Problem description:
Pick out every line of the listing that contains the string "small", matching case exactly, and copy those lines.

(Recorded data)

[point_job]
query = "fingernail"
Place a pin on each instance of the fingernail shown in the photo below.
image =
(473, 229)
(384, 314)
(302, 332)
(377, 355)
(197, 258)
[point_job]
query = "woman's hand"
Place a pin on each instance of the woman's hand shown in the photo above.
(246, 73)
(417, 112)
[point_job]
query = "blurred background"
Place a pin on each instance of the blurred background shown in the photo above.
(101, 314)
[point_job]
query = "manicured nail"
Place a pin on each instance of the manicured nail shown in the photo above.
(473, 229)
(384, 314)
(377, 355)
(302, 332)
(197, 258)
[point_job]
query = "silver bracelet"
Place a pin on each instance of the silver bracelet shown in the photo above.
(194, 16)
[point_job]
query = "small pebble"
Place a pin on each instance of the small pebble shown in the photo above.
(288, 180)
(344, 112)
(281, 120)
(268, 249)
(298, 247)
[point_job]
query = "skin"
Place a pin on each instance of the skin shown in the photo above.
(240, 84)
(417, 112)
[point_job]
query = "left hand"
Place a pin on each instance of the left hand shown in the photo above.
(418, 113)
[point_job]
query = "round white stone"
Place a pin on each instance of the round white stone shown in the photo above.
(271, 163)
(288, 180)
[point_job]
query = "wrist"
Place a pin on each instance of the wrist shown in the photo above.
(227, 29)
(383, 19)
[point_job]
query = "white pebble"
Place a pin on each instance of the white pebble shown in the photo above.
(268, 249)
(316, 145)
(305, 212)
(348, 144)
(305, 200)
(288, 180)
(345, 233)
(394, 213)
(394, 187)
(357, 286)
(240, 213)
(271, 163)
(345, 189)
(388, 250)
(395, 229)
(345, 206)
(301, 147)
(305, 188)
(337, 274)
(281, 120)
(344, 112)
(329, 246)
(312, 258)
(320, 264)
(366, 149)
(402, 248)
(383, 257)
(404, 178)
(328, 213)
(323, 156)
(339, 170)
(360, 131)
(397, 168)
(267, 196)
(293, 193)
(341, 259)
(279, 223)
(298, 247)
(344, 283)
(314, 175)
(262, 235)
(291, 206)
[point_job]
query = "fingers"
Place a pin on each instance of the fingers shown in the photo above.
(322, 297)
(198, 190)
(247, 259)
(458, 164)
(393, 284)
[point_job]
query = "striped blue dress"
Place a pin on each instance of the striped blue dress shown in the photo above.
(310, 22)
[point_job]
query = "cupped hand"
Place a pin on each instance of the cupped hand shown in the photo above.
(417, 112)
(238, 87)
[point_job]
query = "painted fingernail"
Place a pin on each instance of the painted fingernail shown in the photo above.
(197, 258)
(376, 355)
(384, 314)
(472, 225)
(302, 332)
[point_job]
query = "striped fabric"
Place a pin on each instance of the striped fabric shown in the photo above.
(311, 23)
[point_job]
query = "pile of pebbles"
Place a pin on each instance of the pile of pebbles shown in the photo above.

The completed task:
query = "small pebble"
Place a pin on each instance of the small pebble shown in the photo above.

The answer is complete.